| Given instruction |
Copy out, unchanged, everything in the records below from the line containing "Please mark the tourist" down to the end of the records.

════════════════

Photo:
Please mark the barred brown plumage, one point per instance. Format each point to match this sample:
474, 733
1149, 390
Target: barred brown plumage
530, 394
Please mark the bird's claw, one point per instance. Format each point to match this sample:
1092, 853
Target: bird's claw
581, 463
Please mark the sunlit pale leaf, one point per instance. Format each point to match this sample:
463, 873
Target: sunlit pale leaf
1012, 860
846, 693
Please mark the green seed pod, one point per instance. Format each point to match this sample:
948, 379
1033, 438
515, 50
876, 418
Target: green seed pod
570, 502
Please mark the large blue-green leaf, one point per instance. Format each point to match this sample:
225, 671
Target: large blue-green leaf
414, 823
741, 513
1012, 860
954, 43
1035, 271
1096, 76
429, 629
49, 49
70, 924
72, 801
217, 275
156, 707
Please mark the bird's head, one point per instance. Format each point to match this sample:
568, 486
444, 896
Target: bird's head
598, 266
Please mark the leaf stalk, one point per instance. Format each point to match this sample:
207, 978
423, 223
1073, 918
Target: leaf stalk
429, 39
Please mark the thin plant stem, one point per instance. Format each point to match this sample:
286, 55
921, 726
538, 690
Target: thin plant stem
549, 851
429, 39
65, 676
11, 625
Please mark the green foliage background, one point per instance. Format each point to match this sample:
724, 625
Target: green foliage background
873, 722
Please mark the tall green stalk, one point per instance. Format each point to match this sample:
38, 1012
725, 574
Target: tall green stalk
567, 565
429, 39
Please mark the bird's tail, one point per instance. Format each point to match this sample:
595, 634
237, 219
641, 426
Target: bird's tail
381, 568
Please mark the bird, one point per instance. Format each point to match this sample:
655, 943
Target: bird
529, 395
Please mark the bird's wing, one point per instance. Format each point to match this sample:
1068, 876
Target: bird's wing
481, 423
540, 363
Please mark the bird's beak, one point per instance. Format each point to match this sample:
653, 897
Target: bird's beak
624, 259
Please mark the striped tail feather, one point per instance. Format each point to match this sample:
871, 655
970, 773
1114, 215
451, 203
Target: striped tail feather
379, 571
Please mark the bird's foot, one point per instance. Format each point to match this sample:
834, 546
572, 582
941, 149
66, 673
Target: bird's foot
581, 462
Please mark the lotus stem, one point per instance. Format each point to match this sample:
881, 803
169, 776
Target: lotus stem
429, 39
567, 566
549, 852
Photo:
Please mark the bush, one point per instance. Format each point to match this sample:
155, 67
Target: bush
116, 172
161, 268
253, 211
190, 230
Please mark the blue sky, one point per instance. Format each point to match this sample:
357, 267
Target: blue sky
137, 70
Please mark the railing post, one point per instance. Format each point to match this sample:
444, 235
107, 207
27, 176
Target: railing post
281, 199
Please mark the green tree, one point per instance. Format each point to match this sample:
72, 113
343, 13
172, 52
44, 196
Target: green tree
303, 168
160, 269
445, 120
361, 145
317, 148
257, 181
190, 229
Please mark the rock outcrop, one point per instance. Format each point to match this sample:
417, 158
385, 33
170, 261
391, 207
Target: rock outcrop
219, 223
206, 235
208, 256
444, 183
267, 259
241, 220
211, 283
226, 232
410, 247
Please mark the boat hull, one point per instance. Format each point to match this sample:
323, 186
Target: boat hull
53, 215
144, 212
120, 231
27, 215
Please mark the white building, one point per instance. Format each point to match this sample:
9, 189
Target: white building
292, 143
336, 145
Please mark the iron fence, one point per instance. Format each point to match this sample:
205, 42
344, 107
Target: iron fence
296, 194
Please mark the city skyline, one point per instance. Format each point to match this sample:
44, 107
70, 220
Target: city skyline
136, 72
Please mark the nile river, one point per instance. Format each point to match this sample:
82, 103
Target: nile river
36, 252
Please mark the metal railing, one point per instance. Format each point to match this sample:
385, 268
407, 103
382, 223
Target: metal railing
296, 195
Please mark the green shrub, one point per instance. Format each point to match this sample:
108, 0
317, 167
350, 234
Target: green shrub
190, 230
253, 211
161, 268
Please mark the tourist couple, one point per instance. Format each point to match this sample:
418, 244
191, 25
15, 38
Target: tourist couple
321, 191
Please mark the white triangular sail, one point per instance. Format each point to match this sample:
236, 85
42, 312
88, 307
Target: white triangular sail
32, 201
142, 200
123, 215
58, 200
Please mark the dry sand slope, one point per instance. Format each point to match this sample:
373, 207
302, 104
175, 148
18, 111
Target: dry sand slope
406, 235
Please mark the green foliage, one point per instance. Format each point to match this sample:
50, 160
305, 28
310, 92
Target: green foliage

════════════════

| Reply |
Please mark the tourist couple, one point per instance. Format each point to match this sample:
418, 244
191, 25
15, 38
Target: tourist couple
321, 191
Please mark the white triangular sail, one point per instance. Format each point to match this sample:
236, 85
42, 312
88, 307
Target: white triangular sail
32, 201
142, 200
123, 215
58, 200
Please mark the dry sand slope, one point per instance. Format each point to match this sample:
373, 207
302, 104
175, 148
18, 111
Target: dry sand slope
406, 235
Please mark the green foliage, one point per instance. Format each point to match this sample:
50, 160
305, 28
310, 92
Target: green foliage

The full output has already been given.